_WHAT YOU WILL DO:_ Character for character, write out the data below.

_PROVIDED RECORDS:_
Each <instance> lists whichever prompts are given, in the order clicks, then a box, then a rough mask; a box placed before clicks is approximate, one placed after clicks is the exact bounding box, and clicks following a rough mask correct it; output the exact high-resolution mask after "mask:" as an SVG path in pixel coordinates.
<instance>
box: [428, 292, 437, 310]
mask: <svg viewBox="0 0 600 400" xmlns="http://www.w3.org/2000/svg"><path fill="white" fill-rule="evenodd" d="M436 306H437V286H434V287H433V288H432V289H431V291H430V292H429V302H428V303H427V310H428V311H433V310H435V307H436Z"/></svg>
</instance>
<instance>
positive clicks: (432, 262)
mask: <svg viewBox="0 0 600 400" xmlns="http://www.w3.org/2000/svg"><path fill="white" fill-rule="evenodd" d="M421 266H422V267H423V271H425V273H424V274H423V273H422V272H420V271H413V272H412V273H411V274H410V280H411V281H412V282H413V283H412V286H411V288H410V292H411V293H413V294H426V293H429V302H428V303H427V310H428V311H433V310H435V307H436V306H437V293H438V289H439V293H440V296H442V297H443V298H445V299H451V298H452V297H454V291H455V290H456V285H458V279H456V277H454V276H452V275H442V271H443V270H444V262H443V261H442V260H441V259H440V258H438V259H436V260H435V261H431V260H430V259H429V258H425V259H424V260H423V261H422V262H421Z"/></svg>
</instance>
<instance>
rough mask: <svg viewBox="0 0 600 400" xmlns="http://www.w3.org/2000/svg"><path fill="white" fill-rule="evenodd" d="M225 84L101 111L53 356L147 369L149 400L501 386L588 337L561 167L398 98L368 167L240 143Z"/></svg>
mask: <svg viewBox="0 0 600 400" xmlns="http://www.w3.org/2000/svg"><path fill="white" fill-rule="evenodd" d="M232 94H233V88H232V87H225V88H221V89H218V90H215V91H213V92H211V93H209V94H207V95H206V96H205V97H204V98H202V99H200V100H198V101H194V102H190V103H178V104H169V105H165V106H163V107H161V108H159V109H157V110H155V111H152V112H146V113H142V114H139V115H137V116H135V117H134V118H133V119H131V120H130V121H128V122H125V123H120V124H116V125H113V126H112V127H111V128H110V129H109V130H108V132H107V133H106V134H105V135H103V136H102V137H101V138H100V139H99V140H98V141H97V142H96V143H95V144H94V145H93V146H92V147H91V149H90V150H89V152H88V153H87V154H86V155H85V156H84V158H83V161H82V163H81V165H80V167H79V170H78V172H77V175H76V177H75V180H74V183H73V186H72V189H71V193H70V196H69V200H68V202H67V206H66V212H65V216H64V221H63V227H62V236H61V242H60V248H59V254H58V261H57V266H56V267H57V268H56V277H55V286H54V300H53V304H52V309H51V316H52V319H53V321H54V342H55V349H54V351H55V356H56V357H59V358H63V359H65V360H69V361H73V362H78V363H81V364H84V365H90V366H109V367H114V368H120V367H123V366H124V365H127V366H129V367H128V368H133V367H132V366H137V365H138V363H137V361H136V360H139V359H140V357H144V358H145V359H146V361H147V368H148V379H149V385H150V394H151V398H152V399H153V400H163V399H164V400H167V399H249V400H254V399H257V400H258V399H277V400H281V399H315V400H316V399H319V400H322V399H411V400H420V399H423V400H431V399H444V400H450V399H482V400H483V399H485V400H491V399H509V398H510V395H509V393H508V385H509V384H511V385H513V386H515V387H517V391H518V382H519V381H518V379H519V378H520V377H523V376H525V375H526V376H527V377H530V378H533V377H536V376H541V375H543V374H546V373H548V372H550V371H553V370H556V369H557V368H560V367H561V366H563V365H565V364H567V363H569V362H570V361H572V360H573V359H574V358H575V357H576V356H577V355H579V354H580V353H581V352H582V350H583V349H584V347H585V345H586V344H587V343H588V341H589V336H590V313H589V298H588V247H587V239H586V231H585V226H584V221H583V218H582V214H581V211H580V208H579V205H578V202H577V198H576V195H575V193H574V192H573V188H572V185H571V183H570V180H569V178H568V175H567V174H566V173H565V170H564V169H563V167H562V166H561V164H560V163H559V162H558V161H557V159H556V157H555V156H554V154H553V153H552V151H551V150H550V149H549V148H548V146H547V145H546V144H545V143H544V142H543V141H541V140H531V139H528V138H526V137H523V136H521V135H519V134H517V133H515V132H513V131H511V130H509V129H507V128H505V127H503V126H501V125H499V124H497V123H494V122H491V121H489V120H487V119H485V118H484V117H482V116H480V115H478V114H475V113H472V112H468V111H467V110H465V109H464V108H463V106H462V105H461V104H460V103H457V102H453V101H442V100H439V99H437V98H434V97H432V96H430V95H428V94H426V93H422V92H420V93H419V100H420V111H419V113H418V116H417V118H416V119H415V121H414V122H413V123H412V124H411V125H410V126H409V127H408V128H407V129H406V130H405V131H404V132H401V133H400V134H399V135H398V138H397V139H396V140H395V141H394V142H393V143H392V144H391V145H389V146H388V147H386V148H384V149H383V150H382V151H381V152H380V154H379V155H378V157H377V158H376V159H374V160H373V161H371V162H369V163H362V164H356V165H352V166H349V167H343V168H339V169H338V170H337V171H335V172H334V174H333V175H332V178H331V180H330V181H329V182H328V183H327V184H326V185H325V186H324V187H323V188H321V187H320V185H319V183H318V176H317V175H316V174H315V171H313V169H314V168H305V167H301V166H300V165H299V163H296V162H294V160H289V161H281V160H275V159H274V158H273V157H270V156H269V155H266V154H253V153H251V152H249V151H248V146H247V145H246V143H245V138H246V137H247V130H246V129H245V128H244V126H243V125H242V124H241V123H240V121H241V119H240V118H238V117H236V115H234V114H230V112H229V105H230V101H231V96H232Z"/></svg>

_REPLY:_
Each <instance> lists whichever prompts are given, in the order clicks, then a box, then a rough mask; a box placed before clicks is approximate, one placed after clicks is the exact bounding box, and clicks following a rough mask correct it; output the exact high-resolution mask after "mask:" as an SVG path in pixel coordinates.
<instance>
box: [428, 292, 437, 310]
mask: <svg viewBox="0 0 600 400" xmlns="http://www.w3.org/2000/svg"><path fill="white" fill-rule="evenodd" d="M436 306H437V286H434V287H433V288H432V289H431V291H430V292H429V302H428V303H427V310H428V311H433V310H435V307H436Z"/></svg>
</instance>
<instance>
positive clicks: (432, 262)
mask: <svg viewBox="0 0 600 400" xmlns="http://www.w3.org/2000/svg"><path fill="white" fill-rule="evenodd" d="M421 266H422V267H423V271H425V273H424V274H423V273H422V272H420V271H413V272H412V273H411V274H410V280H411V281H412V282H413V283H412V286H411V288H410V292H411V293H413V294H426V293H429V302H428V303H427V310H428V311H433V310H435V307H436V306H437V293H438V289H439V293H440V296H442V297H443V298H445V299H451V298H452V297H454V291H455V290H456V285H458V279H456V277H454V276H452V275H442V271H443V270H444V262H443V261H442V260H441V259H440V258H438V259H436V260H435V261H431V260H430V259H429V258H425V259H424V260H423V261H422V262H421Z"/></svg>
</instance>
<instance>
rough mask: <svg viewBox="0 0 600 400" xmlns="http://www.w3.org/2000/svg"><path fill="white" fill-rule="evenodd" d="M225 84L101 111L53 356L147 369L149 400L501 386L588 337L561 167L398 98L368 167L240 143Z"/></svg>
mask: <svg viewBox="0 0 600 400" xmlns="http://www.w3.org/2000/svg"><path fill="white" fill-rule="evenodd" d="M232 94H233V88H232V87H225V88H221V89H218V90H215V91H213V92H211V93H209V94H207V95H206V96H205V97H204V98H202V99H200V100H198V101H194V102H190V103H178V104H169V105H165V106H163V107H161V108H159V109H157V110H155V111H152V112H146V113H142V114H139V115H137V116H135V117H134V118H133V119H131V120H130V121H128V122H125V123H120V124H116V125H113V126H112V127H111V128H110V129H109V130H108V132H107V133H106V134H105V135H103V136H102V137H101V138H100V139H99V140H98V141H97V142H96V143H95V144H94V145H93V146H92V147H91V149H90V150H89V152H88V153H87V154H86V155H85V156H84V158H83V161H82V163H81V165H80V167H79V170H78V172H77V175H76V177H75V180H74V183H73V186H72V189H71V193H70V196H69V200H68V202H67V206H66V212H65V216H64V221H63V227H62V236H61V242H60V248H59V254H58V261H57V266H56V267H57V268H56V277H55V286H54V300H53V304H52V309H51V316H52V319H53V321H54V342H55V349H54V351H55V356H56V357H59V358H63V359H65V360H69V361H73V362H78V363H81V364H84V365H90V366H109V367H114V368H120V367H123V366H124V365H127V366H129V367H128V368H133V367H132V366H137V365H138V363H137V361H136V360H139V359H140V357H144V358H145V359H146V361H147V368H148V379H149V385H150V394H151V398H152V399H153V400H163V399H164V400H167V399H249V400H254V399H257V400H258V399H277V400H281V399H315V400H316V399H319V400H322V399H411V400H420V399H423V400H431V399H444V400H450V399H482V400H483V399H485V400H491V399H509V398H510V395H509V393H508V385H509V384H511V385H513V386H515V387H517V391H518V382H519V381H518V379H519V378H520V377H523V376H525V375H526V376H527V377H530V378H533V377H536V376H541V375H543V374H546V373H548V372H550V371H553V370H556V369H557V368H560V367H561V366H563V365H565V364H567V363H569V362H570V361H572V360H573V359H574V358H575V357H576V356H577V355H579V354H580V353H581V352H582V350H583V349H584V347H585V345H586V344H587V343H588V341H589V336H590V313H589V298H588V247H587V239H586V231H585V226H584V221H583V218H582V214H581V211H580V208H579V205H578V202H577V198H576V195H575V193H574V192H573V188H572V185H571V183H570V180H569V178H568V175H567V174H566V173H565V170H564V169H563V167H562V166H561V164H560V163H559V162H558V161H557V159H556V157H555V156H554V154H553V153H552V151H551V150H550V149H549V148H548V146H547V145H546V144H545V143H544V142H543V141H541V140H531V139H528V138H526V137H523V136H521V135H519V134H517V133H515V132H513V131H511V130H509V129H507V128H505V127H503V126H501V125H499V124H497V123H494V122H491V121H489V120H487V119H485V118H484V117H482V116H480V115H478V114H475V113H472V112H468V111H467V110H465V109H464V108H463V106H462V105H461V104H460V103H457V102H453V101H442V100H439V99H437V98H434V97H432V96H430V95H428V94H426V93H422V92H420V93H419V100H420V111H419V113H418V116H417V118H416V119H415V121H414V122H413V123H412V124H411V125H410V126H409V127H408V128H407V129H406V130H405V131H404V132H401V133H400V134H399V135H398V138H397V139H396V140H395V141H394V142H393V143H392V144H391V145H389V146H388V147H386V148H384V149H383V150H382V151H381V152H380V154H379V155H378V157H377V158H376V159H374V160H373V161H371V162H369V163H362V164H356V165H352V166H349V167H343V168H339V169H338V170H337V171H335V172H334V174H333V175H332V178H331V180H330V181H329V182H328V183H327V184H326V185H325V186H324V187H323V188H321V187H320V185H319V183H318V176H317V175H316V174H315V171H313V169H314V168H305V167H301V166H300V165H299V163H296V162H294V160H289V161H281V160H275V159H274V158H273V157H270V156H269V155H266V154H253V153H251V152H249V151H248V146H247V145H246V143H245V138H246V137H247V130H246V129H245V128H244V126H243V125H242V124H241V123H240V121H241V119H240V118H238V117H236V115H234V114H230V112H229V105H230V101H231V96H232Z"/></svg>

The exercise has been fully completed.